**** Text passage ****

Use the liquid from canned vegetables in soups, sauces, stews, gravies, casseroles, and for making white sauce for creamed vegetables.

If you scorch veggies, set the pot in a pan of cold water and let it stand 15 to 30 minutes. Don't scrape the bottom of the pot.

Beets peel easier after boiling if they're dipped in cold water. And keep the beet greens, because they're as good eating as spinach.

Wash leafy vegetables such as spinach thoroughly just before cooking. Add no water - the water that clings to the leaves is enough to cook them in.

Don't discard the outer lettuce leaves just because they're unattractive. Wash and crisp them in cold water and use shredded in salads, sandwiches, and tacos.

Mix all kinds of greens for salads - inexpensive cabbage, dandelions, spinach leaves, beet greens.

Don't throw away cauliflower stalks. They're delicious cooked and served with Hollandaise sauce.

**** Collected data ****

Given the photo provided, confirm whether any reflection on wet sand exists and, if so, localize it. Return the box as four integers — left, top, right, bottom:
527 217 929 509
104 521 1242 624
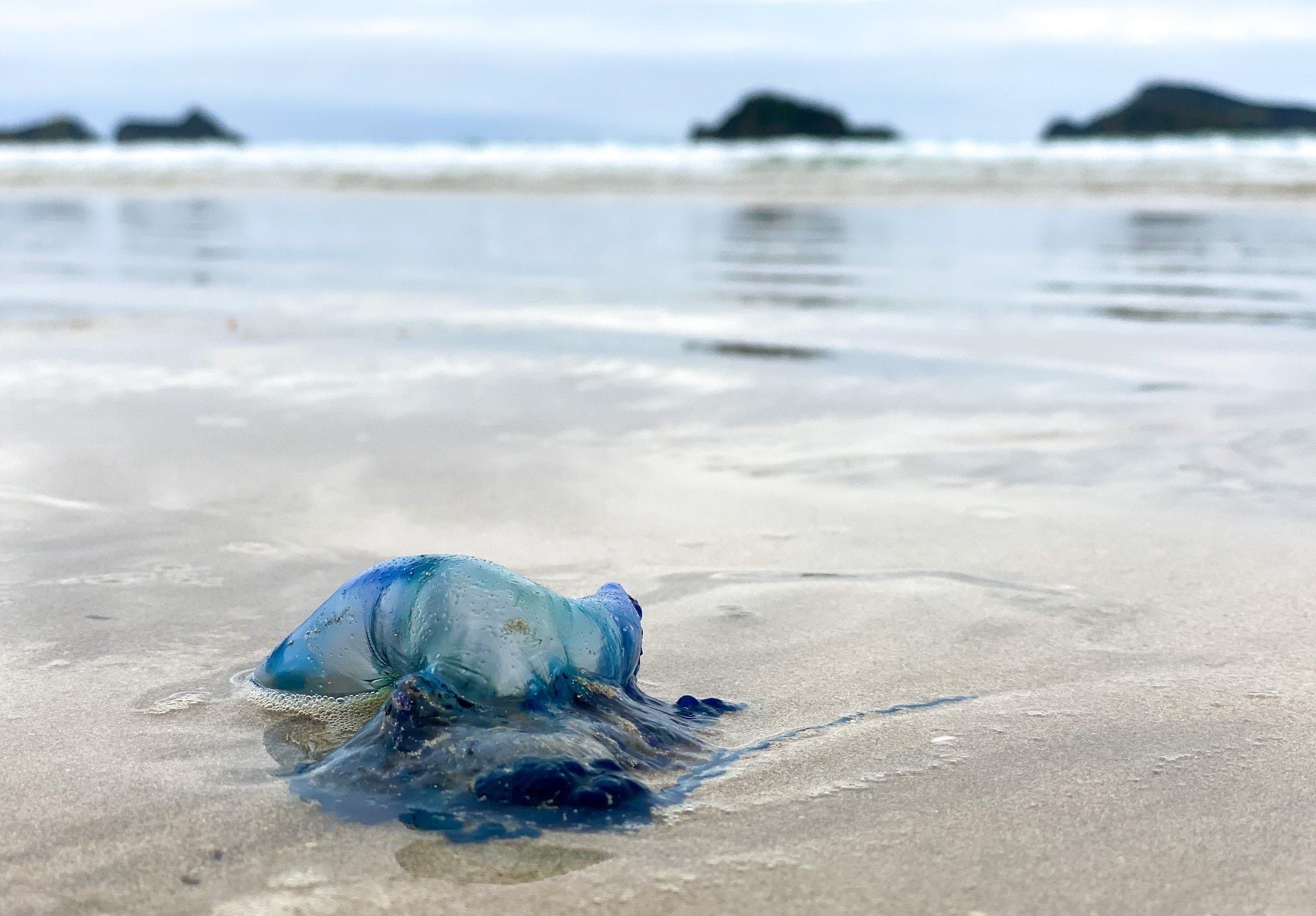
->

****

▶ **Brief A**: Transcribe the vegetable tips between "If you scorch" and "eating as spinach.", inclusive.
▶ **Brief B**:
Using the vegetable tips, answer these questions:
(i) How long should a pot of scorched vegetables stand in a pan of cold water?
(ii) According to the tips, beet greens are as good eating as which vegetable?
(iii) With what sauce are cooked cauliflower stalks suggested to be served?
▶ **Brief C**: Write the next part of the vegetable tips, picking up after the tip about cauliflower stalks.

▶ **Exercise output A**:
If you scorch veggies, set the pot in a pan of cold water and let it stand 15 to 30 minutes. Don't scrape the bottom of the pot.

Beets peel easier after boiling if they're dipped in cold water. And keep the beet greens, because they're as good eating as spinach.

▶ **Exercise output B**:
(i) 15 to 30 minutes.
(ii) Spinach.
(iii) Hollandaise sauce.

▶ **Exercise output C**:
Pea pods add flavor to soup.

Celery tops can be used to add flavor to meats, stews, soups, roasts, and stuffings. Or dry them for later use.

Green olives are tastier if you pour off the brine, add two tablespoons of olive oil, shake well, and let stand half an hour before using.

Corn silk comes off the cob more thoroughly with a small, stiff brush for the last remaining strands.

Soak cauliflower in cold salted water for half an hour before cooking and it will stay snowy white.

A teaspoon of sugar in the water will reduce the odor of cooking turnips and make them taste better too.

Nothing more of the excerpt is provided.